=== REQUIREMENT ===
Return the whole listing below unchanged, line for line, and omit the pictures from your answer.
— Start MATERIAL SHOWN —
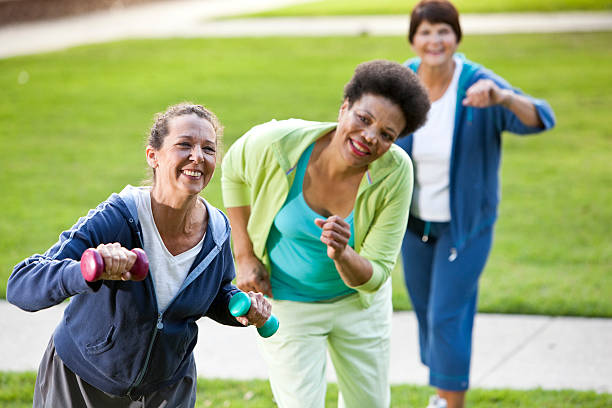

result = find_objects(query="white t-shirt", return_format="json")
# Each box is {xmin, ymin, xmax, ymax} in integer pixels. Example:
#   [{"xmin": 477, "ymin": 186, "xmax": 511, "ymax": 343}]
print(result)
[
  {"xmin": 136, "ymin": 187, "xmax": 206, "ymax": 312},
  {"xmin": 411, "ymin": 57, "xmax": 463, "ymax": 222}
]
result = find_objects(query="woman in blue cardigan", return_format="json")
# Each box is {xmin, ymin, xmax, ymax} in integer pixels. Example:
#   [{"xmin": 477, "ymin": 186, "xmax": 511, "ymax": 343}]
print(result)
[
  {"xmin": 398, "ymin": 0, "xmax": 555, "ymax": 408},
  {"xmin": 7, "ymin": 103, "xmax": 270, "ymax": 408}
]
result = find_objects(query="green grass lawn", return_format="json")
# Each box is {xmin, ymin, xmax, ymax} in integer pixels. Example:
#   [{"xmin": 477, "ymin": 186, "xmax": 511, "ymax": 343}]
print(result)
[
  {"xmin": 241, "ymin": 0, "xmax": 612, "ymax": 17},
  {"xmin": 0, "ymin": 372, "xmax": 612, "ymax": 408},
  {"xmin": 0, "ymin": 33, "xmax": 612, "ymax": 317}
]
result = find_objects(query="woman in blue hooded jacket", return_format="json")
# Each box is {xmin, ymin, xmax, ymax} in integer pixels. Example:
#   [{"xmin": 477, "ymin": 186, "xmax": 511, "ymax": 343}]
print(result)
[
  {"xmin": 398, "ymin": 0, "xmax": 555, "ymax": 408},
  {"xmin": 7, "ymin": 103, "xmax": 270, "ymax": 408}
]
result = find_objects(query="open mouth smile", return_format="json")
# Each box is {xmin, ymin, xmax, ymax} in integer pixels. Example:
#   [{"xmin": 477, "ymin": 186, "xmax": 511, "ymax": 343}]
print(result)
— End MATERIAL SHOWN —
=== RESULT ===
result = find_objects(query="white t-shirt", return_format="json")
# Each box is {xmin, ymin, xmax, ymax} in integer pixels. Example:
#   [{"xmin": 477, "ymin": 186, "xmax": 511, "ymax": 343}]
print(result)
[
  {"xmin": 136, "ymin": 187, "xmax": 206, "ymax": 312},
  {"xmin": 411, "ymin": 57, "xmax": 463, "ymax": 222}
]
result = find_objects(query="woman in blue cardigan", return_format="json")
# Each box is {xmin, ymin, xmax, ymax} in integer pixels. Example:
#   [{"xmin": 477, "ymin": 186, "xmax": 511, "ymax": 343}]
print(result)
[
  {"xmin": 398, "ymin": 0, "xmax": 555, "ymax": 408},
  {"xmin": 7, "ymin": 103, "xmax": 270, "ymax": 408}
]
result = find_objects(query="green grass lawn", return_format="json")
# Each box is {xmin, ymin, xmax, ymax} in integer pixels. Example:
#   [{"xmin": 477, "ymin": 186, "xmax": 511, "ymax": 343}]
print(result)
[
  {"xmin": 241, "ymin": 0, "xmax": 612, "ymax": 17},
  {"xmin": 0, "ymin": 372, "xmax": 612, "ymax": 408},
  {"xmin": 0, "ymin": 33, "xmax": 612, "ymax": 317}
]
result = find_objects(query="woman in blue hooded jacket", return_format="json")
# Each box is {xmin, ymin, xmax, ymax} in integer pixels. Example:
#   [{"xmin": 477, "ymin": 186, "xmax": 511, "ymax": 343}]
print(result)
[
  {"xmin": 398, "ymin": 0, "xmax": 555, "ymax": 408},
  {"xmin": 7, "ymin": 103, "xmax": 270, "ymax": 408}
]
result = find_objects(query="open mouth smile", return_format="json")
# Each box is {xmin, ymin, xmax, ymax} in integer pixels. Example:
#   [{"xmin": 477, "ymin": 186, "xmax": 511, "ymax": 343}]
print(result)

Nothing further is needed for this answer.